• What is being asked: Select and copy every line of the material below that contains the string "plate". Case counts.

• Given data:
──────────
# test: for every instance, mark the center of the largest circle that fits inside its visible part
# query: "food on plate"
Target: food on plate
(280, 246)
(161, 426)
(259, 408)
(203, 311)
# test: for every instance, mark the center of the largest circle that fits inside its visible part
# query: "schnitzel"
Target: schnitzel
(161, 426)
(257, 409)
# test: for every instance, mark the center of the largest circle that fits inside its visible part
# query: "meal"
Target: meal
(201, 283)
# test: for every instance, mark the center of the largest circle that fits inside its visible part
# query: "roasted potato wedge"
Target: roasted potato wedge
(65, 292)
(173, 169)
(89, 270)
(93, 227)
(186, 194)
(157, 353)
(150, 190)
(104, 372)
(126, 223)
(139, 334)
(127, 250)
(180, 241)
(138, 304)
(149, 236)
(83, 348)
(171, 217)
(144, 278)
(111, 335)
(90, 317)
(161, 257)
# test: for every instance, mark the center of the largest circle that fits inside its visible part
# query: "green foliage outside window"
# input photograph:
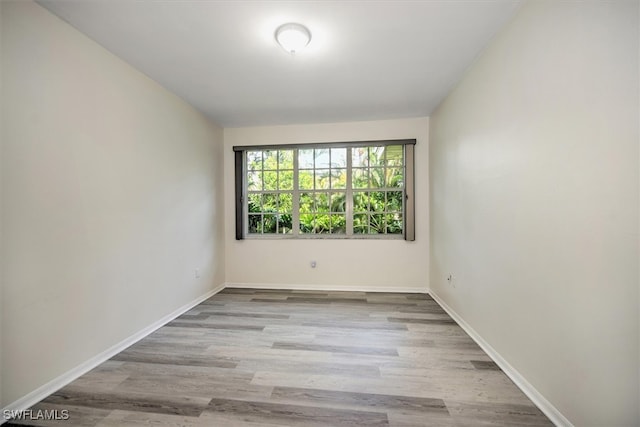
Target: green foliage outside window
(377, 190)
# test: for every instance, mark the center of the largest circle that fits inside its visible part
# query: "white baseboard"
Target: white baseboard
(346, 288)
(52, 386)
(538, 399)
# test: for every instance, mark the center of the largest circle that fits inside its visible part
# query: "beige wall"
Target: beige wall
(111, 196)
(341, 264)
(534, 204)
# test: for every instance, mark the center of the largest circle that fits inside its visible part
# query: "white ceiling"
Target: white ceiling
(367, 60)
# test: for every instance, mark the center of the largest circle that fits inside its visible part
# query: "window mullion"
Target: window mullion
(349, 201)
(295, 203)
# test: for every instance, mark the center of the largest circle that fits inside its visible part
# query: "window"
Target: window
(347, 190)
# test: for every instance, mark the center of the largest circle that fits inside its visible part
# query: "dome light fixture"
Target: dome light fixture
(293, 37)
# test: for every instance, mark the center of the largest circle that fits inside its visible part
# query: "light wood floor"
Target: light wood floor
(250, 357)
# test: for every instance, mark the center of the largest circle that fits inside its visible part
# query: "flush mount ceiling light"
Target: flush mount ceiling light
(293, 37)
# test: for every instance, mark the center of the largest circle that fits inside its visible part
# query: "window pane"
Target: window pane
(359, 157)
(269, 223)
(322, 202)
(338, 157)
(305, 159)
(255, 224)
(270, 160)
(394, 177)
(322, 224)
(394, 201)
(285, 180)
(376, 156)
(254, 160)
(338, 202)
(306, 203)
(360, 201)
(322, 158)
(270, 202)
(285, 224)
(270, 180)
(305, 180)
(376, 224)
(338, 178)
(322, 179)
(306, 223)
(376, 177)
(377, 201)
(285, 203)
(394, 223)
(361, 224)
(394, 155)
(338, 224)
(285, 159)
(255, 202)
(254, 181)
(360, 178)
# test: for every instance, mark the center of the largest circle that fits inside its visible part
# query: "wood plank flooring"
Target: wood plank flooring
(248, 357)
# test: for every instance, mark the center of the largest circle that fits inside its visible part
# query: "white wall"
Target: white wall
(534, 204)
(111, 196)
(341, 264)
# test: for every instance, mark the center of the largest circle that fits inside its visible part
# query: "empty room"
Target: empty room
(320, 213)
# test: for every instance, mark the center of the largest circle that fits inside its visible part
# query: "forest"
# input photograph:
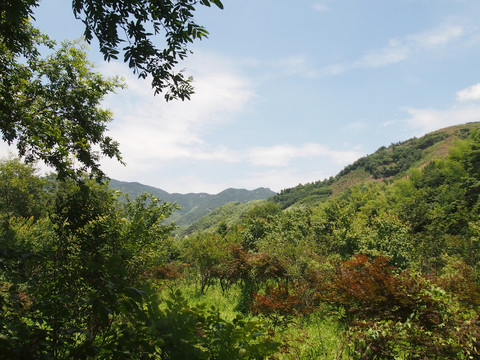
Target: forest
(381, 261)
(385, 268)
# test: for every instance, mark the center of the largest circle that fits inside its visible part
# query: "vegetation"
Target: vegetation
(381, 270)
(49, 105)
(380, 262)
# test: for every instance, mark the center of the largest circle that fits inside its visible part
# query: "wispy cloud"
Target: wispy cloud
(320, 6)
(151, 131)
(471, 93)
(283, 155)
(400, 49)
(423, 121)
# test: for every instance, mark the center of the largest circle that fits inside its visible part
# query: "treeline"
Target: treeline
(77, 279)
(386, 162)
(393, 265)
(398, 262)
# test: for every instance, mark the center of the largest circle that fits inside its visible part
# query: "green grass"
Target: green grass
(317, 336)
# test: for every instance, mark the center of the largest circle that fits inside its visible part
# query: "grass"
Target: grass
──────────
• Expected answer:
# query: "food on plate"
Target: food on plate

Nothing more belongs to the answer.